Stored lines
====
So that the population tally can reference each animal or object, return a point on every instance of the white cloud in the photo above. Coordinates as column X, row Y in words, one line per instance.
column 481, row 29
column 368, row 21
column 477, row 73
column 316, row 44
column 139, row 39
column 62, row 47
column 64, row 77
====
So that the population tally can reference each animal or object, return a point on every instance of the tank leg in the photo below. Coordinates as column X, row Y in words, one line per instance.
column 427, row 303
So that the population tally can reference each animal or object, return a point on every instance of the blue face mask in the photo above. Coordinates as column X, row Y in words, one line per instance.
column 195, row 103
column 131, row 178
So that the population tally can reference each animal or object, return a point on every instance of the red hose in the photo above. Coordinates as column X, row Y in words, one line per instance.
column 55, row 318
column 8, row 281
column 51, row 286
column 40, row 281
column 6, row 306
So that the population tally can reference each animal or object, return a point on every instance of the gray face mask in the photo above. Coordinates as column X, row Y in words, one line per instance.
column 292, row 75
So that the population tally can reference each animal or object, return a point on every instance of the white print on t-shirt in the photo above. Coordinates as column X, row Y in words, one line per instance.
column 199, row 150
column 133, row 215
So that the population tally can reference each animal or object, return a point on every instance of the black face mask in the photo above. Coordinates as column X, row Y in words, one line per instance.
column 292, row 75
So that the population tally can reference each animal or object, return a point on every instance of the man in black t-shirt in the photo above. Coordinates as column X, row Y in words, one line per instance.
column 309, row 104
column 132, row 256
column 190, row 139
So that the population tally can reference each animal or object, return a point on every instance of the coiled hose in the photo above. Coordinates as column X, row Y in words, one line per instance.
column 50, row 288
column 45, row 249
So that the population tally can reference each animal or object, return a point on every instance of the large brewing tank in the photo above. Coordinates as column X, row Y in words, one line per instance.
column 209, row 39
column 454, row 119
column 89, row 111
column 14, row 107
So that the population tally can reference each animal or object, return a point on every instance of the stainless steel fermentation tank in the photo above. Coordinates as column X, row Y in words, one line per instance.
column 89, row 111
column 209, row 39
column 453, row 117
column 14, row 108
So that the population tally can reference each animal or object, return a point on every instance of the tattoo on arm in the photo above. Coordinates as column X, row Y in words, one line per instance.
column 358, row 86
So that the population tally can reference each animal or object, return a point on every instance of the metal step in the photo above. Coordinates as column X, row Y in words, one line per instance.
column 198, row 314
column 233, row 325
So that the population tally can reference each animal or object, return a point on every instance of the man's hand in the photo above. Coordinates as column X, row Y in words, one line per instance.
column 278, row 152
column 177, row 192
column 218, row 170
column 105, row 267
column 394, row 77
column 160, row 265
====
● **Aim**:
Return verbatim the lines starting at the line containing "the white cloud" and ending at the line containing "column 64, row 77", both included.

● **The result**:
So that the population tally can reference each animal or object, return a point on every instance of the white cloud in the photo above. Coordinates as column X, row Y in words, one line per instance.
column 481, row 29
column 368, row 21
column 477, row 73
column 316, row 44
column 139, row 39
column 62, row 47
column 64, row 77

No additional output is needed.